Exercise details ->
Format every line in the rows below as a Markdown table with the columns Number and Line, numbering each line in order and skipping blank lines.
[START Exercise material]
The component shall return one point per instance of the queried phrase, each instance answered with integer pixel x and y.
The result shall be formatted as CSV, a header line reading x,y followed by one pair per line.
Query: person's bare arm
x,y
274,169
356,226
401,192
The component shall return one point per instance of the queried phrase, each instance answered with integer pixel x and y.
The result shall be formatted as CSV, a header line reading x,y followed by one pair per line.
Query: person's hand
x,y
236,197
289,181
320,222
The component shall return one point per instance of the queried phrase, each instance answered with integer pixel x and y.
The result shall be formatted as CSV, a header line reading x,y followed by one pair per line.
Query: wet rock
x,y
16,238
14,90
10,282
[END Exercise material]
Response to this task ->
| Number | Line |
|---|---|
| 1 | The component shall return one point per instance of the queried phrase, each instance answered with integer pixel x and y. |
| 2 | The result shall be formatted as CSV, a header line reading x,y followed by one pair per line. |
| 3 | Query: person's bare arm |
| 4 | x,y |
| 5 | 274,169 |
| 6 | 356,226 |
| 7 | 401,192 |
| 8 | The component shall return one point per instance of the queried phrase, each instance answered with integer pixel x and y. |
| 9 | The result shall be formatted as CSV, a header line reading x,y followed by one pair per line. |
| 10 | Query: person's hand |
| 11 | x,y |
| 12 | 236,197 |
| 13 | 289,181 |
| 14 | 320,222 |
| 15 | The component shall return one point per instance of the queried phrase, each instance answered with integer pixel x and y. |
| 16 | The result shall be formatted as CSV, a header line reading x,y followed by one pair per line. |
| 17 | Query: wet rock |
| 18 | x,y |
| 19 | 16,238 |
| 20 | 14,90 |
| 21 | 10,282 |